━━━ DOCUMENT PASSAGE

After the ceremonial swearing in Monday, Read said she wants to change how the city grows, wants a new school in Albion, will seek council support to create her promised mayor’s task force on homelessness and will make it a priority to review the city’s economic development, planning and bylaws departments.

“Tonight, we’ll break with the past and forge a new direction for our city,” she told a packed council chambers in her inaugural speech.

The new mayor said the public has been clear in asking for more jobs in Maple Ridge and for a broader tax base, to give homeowners a break on constant property tax increases.

“This requires us to streamline our processes and cut red tape.”

“We will work hard towards this and report progress often.”

Read said she wants the support of both Liberal MLAs, Doug Bing and Marc Dalton, in trying to get a new elementary school built in Albion.

“I ask you to be ready when I contact you to bring that conversation forward with me,” she told the MLAs.

“Once we show leadership in the area of responsible development, we will be in a stronger position to begin that dialogue.”

Building a new school, though, is a costly and lengthy proposition.

School board chairperson Mike Murray said that two elementary schools that recently opened in Langley, each with capacity of 500 students, cost $13 million each.

Murray also said the provincial government would first have to review the local school district’s school facilities plan and decide whether it would provide the money for a new school.

And the board would have to find about $375,000 out of its budget to operate that new school.

He expects that once the school board’s facility review is in complete next year, the property the school district owns on 104th Avenue, east of 240th Street, still would be a favoured location.

But he didn’t want to guess how many years before a new school is actually built there.

“It’s really difficult for me to comment on the timing at this point.”

━━━━━━
━━━ MATERIAL SHOWN

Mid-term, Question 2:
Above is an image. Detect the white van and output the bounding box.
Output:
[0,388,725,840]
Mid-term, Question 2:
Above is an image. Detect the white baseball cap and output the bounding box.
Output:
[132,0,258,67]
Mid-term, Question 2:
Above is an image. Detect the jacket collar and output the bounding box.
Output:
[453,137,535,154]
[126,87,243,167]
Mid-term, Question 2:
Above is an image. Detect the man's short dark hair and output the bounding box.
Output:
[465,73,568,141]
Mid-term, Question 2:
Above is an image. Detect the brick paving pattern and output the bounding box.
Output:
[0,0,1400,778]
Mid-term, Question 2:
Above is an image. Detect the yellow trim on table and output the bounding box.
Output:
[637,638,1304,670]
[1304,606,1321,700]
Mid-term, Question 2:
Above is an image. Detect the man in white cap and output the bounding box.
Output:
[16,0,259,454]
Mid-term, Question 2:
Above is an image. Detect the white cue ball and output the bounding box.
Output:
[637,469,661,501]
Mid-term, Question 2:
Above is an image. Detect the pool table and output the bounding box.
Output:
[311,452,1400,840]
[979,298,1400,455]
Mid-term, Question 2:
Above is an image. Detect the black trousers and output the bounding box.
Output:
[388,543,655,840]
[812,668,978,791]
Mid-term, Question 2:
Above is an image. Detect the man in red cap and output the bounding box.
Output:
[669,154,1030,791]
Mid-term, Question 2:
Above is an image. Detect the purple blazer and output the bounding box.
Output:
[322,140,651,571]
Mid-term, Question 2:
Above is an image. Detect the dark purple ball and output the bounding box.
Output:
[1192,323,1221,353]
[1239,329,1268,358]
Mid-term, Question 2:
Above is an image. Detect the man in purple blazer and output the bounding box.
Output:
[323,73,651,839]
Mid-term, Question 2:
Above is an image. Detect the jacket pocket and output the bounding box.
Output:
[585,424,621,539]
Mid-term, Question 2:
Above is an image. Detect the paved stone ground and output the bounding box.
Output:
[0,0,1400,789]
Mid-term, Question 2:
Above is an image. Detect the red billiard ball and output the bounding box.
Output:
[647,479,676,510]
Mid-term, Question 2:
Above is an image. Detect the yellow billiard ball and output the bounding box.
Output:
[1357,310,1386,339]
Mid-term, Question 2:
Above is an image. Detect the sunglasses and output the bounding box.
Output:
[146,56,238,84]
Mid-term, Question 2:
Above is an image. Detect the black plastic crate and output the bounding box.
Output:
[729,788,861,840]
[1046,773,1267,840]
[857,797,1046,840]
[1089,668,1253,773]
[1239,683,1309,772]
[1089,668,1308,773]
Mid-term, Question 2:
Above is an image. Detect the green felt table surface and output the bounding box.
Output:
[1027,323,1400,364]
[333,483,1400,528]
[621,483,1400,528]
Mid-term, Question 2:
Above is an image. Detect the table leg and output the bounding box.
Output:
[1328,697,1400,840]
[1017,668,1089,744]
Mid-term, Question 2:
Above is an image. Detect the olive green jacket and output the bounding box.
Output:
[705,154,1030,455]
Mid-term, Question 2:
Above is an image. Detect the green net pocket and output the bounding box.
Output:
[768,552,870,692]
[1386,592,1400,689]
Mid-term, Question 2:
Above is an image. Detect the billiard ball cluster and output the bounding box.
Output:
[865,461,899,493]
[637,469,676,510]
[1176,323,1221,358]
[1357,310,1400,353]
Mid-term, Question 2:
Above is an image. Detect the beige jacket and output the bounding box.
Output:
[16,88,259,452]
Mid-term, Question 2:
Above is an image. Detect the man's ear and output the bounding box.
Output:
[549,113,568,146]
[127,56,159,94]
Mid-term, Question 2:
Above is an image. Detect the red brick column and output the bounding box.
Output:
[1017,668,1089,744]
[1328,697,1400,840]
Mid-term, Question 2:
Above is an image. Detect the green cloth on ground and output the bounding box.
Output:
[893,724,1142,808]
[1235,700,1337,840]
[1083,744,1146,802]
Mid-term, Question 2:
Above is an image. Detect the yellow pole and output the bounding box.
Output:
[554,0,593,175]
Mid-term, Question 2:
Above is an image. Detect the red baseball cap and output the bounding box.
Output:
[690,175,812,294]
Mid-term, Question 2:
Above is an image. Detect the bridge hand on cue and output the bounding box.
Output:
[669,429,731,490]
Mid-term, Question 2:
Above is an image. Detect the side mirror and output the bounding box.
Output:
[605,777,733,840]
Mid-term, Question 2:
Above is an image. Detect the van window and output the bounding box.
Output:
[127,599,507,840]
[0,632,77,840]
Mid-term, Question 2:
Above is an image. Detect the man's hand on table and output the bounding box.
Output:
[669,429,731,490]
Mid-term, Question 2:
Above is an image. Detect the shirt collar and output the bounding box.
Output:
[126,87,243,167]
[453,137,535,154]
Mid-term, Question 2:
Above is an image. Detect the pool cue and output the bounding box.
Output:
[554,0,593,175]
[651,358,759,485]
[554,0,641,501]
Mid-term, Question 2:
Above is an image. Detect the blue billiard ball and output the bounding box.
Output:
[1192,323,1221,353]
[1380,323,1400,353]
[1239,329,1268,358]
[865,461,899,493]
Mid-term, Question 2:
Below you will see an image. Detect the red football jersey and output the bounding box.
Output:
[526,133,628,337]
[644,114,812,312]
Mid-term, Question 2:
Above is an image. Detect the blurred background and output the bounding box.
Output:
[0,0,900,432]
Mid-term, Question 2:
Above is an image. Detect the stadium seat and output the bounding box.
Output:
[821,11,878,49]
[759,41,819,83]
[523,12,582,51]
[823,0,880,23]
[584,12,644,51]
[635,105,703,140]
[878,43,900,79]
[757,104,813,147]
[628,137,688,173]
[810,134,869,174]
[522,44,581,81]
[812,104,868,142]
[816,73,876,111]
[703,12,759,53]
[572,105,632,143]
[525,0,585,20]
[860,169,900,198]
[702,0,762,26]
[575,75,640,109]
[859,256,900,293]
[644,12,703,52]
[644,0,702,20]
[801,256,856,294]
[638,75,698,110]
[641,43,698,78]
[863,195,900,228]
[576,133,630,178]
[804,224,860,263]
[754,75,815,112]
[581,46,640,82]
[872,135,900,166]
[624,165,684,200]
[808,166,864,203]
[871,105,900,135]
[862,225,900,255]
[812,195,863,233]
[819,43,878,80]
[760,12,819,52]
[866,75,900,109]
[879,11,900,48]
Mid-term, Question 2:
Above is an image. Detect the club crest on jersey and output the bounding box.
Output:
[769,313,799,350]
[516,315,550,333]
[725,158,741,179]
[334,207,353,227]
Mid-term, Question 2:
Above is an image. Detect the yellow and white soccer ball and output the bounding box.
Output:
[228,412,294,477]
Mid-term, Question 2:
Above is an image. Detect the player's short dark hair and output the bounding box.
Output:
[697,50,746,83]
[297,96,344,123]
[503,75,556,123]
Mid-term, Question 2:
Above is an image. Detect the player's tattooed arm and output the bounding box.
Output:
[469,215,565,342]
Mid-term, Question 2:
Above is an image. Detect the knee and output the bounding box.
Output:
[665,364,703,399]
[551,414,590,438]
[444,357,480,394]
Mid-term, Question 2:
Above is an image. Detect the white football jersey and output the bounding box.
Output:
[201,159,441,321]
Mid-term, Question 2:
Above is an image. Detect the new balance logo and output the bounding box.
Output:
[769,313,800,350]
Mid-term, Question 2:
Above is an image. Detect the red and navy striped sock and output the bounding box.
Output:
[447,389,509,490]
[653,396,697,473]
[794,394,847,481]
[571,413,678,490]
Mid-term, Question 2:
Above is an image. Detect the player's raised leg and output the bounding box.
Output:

━━━━━━
━━━ MATERIAL SHOWN

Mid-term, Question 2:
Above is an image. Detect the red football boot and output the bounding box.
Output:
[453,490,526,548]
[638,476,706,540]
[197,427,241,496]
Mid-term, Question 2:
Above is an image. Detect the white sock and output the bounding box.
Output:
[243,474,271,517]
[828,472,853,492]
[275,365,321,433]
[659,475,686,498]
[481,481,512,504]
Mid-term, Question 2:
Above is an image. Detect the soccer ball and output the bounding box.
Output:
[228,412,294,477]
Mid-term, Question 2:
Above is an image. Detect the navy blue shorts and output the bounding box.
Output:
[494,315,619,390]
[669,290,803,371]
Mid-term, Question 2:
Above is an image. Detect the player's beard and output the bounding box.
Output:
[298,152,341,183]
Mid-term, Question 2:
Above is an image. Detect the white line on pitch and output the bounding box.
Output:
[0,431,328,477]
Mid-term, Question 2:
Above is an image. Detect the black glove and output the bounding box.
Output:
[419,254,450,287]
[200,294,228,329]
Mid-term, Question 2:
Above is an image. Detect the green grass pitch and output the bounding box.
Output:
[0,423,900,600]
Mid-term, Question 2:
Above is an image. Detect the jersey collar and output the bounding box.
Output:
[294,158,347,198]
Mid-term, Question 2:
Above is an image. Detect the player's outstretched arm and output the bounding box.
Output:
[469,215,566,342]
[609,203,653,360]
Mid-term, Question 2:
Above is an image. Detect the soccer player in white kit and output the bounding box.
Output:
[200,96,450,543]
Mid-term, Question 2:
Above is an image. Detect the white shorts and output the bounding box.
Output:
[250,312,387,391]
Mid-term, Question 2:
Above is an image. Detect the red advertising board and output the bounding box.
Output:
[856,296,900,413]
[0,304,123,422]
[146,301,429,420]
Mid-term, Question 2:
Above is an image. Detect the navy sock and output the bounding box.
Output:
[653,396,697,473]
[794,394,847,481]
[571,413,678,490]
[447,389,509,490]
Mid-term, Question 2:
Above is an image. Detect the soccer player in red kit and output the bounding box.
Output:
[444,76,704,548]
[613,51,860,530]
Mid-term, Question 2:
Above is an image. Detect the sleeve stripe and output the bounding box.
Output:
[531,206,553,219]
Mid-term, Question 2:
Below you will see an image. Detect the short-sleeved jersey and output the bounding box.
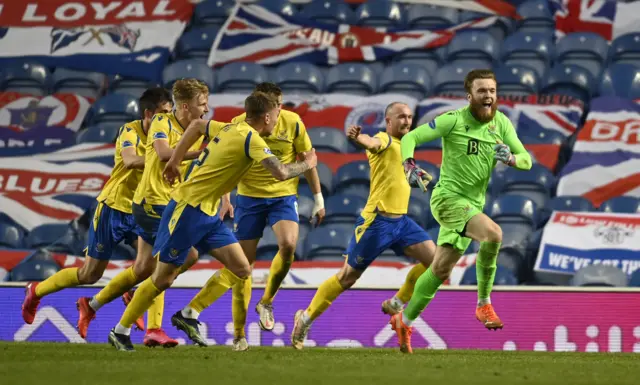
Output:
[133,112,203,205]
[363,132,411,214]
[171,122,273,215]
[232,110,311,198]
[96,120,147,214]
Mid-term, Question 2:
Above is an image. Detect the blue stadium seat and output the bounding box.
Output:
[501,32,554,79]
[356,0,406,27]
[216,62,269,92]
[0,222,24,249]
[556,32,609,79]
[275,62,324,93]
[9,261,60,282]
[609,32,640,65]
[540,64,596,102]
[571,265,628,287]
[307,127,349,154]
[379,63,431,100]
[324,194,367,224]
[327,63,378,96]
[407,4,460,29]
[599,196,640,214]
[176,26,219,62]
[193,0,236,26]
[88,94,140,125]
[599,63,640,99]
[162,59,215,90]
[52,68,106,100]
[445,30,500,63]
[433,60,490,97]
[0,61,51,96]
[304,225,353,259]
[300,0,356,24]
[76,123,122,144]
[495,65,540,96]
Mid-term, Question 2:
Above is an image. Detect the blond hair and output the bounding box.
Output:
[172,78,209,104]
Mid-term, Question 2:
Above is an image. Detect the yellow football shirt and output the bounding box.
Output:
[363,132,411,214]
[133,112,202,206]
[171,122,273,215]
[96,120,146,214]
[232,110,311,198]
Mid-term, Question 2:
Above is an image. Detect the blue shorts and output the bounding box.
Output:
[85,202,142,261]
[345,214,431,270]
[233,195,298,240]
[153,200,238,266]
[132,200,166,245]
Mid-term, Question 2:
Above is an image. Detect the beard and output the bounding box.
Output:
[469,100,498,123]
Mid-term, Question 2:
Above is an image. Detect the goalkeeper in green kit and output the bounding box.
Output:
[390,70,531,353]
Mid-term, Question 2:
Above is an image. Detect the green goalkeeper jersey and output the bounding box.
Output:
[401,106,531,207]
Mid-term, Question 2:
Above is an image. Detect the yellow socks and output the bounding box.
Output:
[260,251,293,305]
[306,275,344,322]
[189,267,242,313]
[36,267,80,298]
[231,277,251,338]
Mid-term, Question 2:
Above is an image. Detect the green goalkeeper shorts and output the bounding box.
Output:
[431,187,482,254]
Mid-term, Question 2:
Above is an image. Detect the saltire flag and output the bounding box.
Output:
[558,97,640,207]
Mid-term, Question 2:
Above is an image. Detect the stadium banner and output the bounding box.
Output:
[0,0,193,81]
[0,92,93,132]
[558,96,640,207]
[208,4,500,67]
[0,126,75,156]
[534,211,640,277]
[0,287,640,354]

━━━━━━
━━━ MATERIAL SHOWN

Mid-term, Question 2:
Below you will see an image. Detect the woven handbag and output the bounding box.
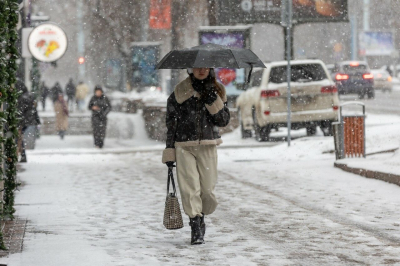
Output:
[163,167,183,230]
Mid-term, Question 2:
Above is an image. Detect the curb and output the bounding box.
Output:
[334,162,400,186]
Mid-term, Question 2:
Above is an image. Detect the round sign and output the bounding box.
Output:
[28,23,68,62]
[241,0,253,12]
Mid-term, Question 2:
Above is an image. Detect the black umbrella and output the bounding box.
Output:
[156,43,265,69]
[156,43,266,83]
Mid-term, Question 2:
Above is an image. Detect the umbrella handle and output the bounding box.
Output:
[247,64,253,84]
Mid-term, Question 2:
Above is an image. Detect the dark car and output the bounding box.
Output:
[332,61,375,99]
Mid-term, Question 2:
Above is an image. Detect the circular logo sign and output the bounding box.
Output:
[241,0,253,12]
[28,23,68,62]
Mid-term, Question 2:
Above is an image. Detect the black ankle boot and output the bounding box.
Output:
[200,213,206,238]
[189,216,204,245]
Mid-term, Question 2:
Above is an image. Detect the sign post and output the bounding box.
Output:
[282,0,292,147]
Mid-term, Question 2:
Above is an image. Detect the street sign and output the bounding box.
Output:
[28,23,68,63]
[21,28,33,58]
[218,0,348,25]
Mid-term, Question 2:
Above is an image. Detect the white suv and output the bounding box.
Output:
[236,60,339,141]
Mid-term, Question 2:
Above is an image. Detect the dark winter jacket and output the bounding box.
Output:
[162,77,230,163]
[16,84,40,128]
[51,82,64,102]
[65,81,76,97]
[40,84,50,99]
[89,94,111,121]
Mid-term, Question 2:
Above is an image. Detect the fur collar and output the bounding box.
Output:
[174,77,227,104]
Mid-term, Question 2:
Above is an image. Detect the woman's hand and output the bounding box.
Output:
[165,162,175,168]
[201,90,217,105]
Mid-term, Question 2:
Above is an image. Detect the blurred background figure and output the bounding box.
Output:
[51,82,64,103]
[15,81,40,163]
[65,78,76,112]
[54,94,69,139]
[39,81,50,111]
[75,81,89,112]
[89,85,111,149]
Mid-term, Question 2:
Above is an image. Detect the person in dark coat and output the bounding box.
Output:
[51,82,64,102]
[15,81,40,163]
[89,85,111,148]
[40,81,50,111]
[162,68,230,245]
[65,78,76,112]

━━━━━━

TO BE DONE:
• A. Translate this sentence from the article about the new mayor into Spanish: "Building a new school, though, is a costly and lengthy proposition."
• B. From the article about the new mayor, transcribe the passage starting at "The new mayor" and ending at "property tax increases.".
Work only from the article about the new mayor and leave the listing aside.

THE RESPONSES:
• A. Construir una nueva escuela, sin embargo, es una propuesta costosa y prolongada.

• B.
The new mayor said the public has been clear in asking for more jobs in Maple Ridge and for a broader tax base, to give homeowners a break on constant property tax increases.